- **ACTIONS TO TAKE**
**A.** In the redfish trip thread, where was the last red of the day caught, and how long was it?
**B.** Pick up the redfish trip thread after its last line and continue it.

- **TEXT SECTION**

_ _ _ _ _

# Look ma no cast net



## tojo (Dec 12, 2006)

Well, Phishphood and I hit the water at zero dark thirty. I wasn't quite convinced that the jinx was over :. We made a run south in the dark towards a spot that he had scouted out.

I drew first blood with two back to back upper slot reds. Jason came back with two back to back reds of his own. 










I poled us around a point and Jason spotted a cruising red and made a great cast at a distance of about 12 ft. I laughed as the red swam past it. Jason had the last laugh as the red turned around and swallowed the hook.










Jason jumped up on the platform to give me a shot at some laid up singles. It was my turn to make a short distance pitch at a cruising red which was also willing to eat.

We finished the day north of Orange Island where I managed the last red of the day a healthy 26". 

Hit JB's for drinks and lunch...Good day! Sorry about the crappy pics my camera sucks. Maybe Jasons will be better. Total for the day was seven reds by my count [smiley=1-thumbsup1.gif]

Tony


----------



## St._Sophie_Girl (Dec 13, 2006)

Way to go guys!!! And no mullet???  hmm... There must be a trick to this "fishing" thing...


----------



## phishphood (Dec 15, 2006)

The first 2 are of Tony's twins. Both within 10 minutes of us getting to the spot.
















I get in the act with this guy. Not as big as Tony's, but what can you do?








Followed by this guy. 








And then this guy.








Not to be outdone, Tony nets a rat and then this golden beauty to end the morning. 








Best trip for me in Florida so far. Thanks Tony.


----------



## tojo (Dec 12, 2006)

> Way to go guys!!!  And no mullet???    hmm...  There must be a trick to this "fishing" thing...


Nobody said that no mullet were harmed today [smiley=doh1.gif] Don't worry I wont let you down Madame President 
What happened to the action shots Jason???


----------



## phishphood (Dec 15, 2006)

> > Way to go guys!!!  And no mullet???    hmm...  There must be a trick to this "fishing" thing...
> 
> 
> Nobody said that no mullet were harmed today [smiley=doh1.gif] Don't worry I wont let you down Madame President
> What happened to the action shots Jason???

_ _ _ _ _

- **LISTING**

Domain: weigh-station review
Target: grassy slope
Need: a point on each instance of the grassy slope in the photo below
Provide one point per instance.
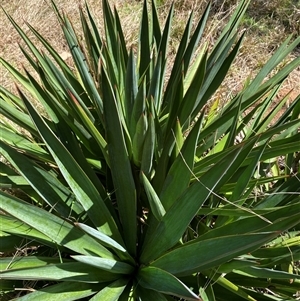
(267, 23)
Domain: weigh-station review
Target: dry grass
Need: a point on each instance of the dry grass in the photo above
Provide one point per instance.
(259, 44)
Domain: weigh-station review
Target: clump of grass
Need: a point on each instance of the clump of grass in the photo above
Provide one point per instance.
(268, 23)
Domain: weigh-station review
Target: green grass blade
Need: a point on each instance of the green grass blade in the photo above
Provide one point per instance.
(266, 273)
(52, 226)
(148, 148)
(157, 209)
(112, 291)
(195, 257)
(150, 295)
(66, 291)
(22, 262)
(110, 265)
(155, 24)
(105, 240)
(159, 280)
(163, 46)
(119, 161)
(144, 44)
(18, 229)
(131, 90)
(30, 148)
(80, 184)
(187, 205)
(71, 271)
(45, 184)
(179, 175)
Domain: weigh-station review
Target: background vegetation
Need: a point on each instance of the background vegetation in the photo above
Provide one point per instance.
(110, 158)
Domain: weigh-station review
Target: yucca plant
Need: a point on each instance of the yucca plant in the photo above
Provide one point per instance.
(133, 185)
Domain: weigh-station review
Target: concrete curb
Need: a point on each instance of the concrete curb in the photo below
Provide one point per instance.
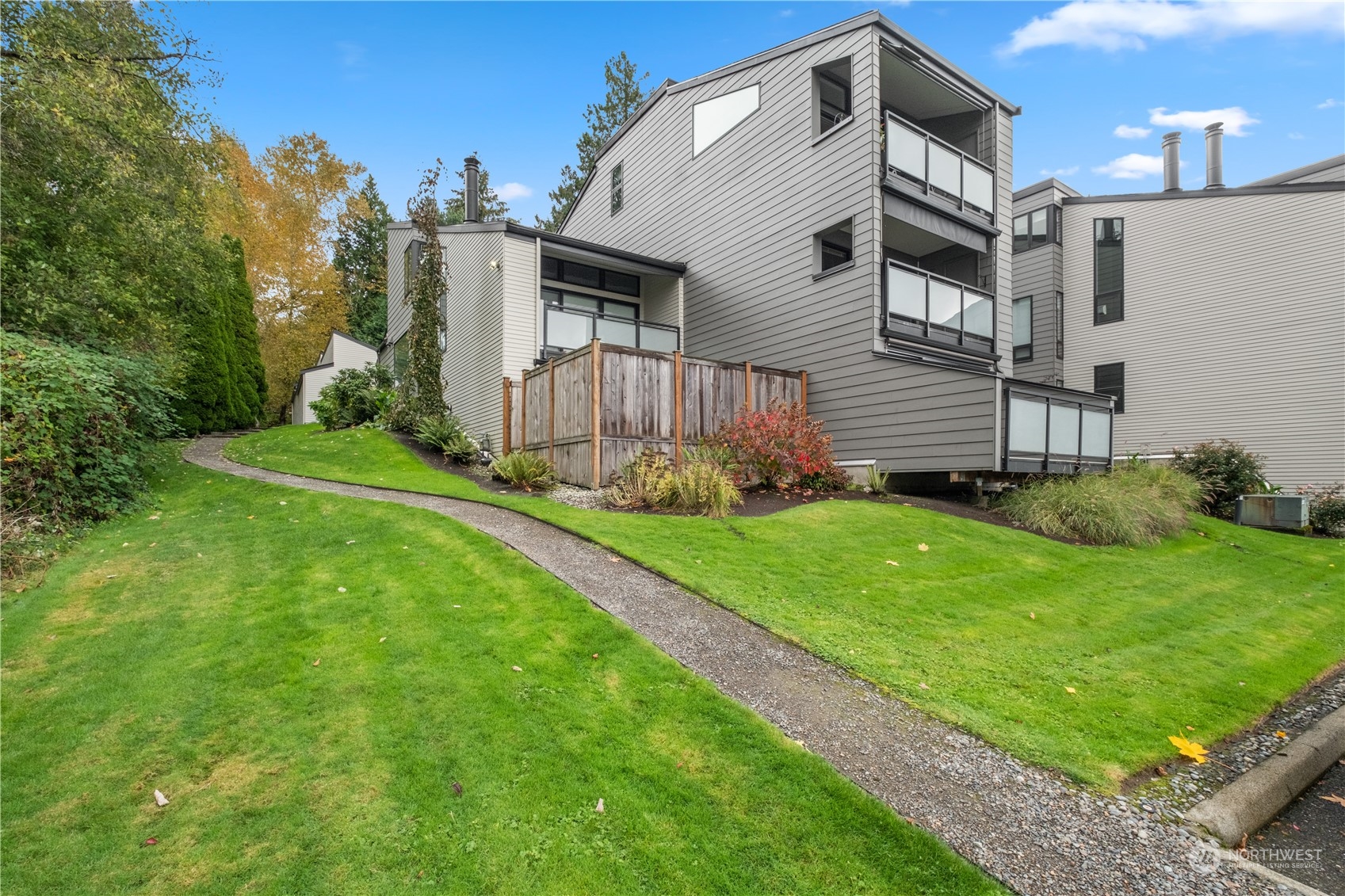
(1251, 801)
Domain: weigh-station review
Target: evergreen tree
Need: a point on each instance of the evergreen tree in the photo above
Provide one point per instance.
(361, 261)
(490, 206)
(420, 395)
(625, 94)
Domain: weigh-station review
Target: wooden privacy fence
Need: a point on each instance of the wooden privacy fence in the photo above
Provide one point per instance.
(644, 400)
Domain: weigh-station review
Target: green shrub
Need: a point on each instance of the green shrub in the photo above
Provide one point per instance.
(1137, 503)
(355, 397)
(447, 435)
(701, 487)
(1325, 509)
(1227, 471)
(525, 470)
(75, 428)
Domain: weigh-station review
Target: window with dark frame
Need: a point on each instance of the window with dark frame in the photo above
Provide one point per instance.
(1036, 229)
(833, 90)
(617, 189)
(835, 246)
(1022, 329)
(580, 275)
(1109, 271)
(1110, 379)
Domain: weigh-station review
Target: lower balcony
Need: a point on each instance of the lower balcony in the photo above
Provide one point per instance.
(567, 329)
(927, 307)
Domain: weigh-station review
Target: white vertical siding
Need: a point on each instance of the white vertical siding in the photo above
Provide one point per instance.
(1235, 325)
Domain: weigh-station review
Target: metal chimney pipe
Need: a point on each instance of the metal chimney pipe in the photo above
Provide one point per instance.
(1215, 156)
(472, 200)
(1171, 162)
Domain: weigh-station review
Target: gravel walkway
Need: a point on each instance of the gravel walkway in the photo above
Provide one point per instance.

_ _ _ _ _

- **ANSWER SET**
**A.** It was caught north of Orange Island and measured 26 inches.

**B.**
We're on that don't ask, don't tell policy.
Here's the action shots.
Tony is actually hooked up............................................................with some nice pants.








Here's me needing that ab roller desperately. Does my a$$ make those short look big?








Tony wrestling the big dog.


----------



## Ron_W. (Dec 14, 2006)

Great trip guys [smiley=1-thumbsup3.gif] Hungry fish [smiley=1-thumbsup3.gif] [smiley=1-thumbsup3.gif]


----------



## beavis (Dec 11, 2006)

NIce feeeeshes


----------



## litlblusrn4bigred (Jan 8, 2007)

> NIce feeeeshes



times 2 [smiley=1-beer.gif] [smiley=1-thumbsup1.gif]

very nice job!


----------



## MATT (Apr 30, 2007)

Fun in the morning sun....


----------



## Guest (Jul 13, 2007)

WTG


----------



## JoeWelbourn (Dec 11, 2006)

Nice! So I do not see were you listed what your were using for bait and WHERE you were fishing....HZINT!! : :

Joe


----------



## phishphood (Dec 15, 2006)

Thx guys. Heading back after them in the morning to try and get my wife a red and then Sun. morning with my bro-in-law for his first saltwater trip. Hope I get to post a picture of something other than a skunk. Tight lines guys.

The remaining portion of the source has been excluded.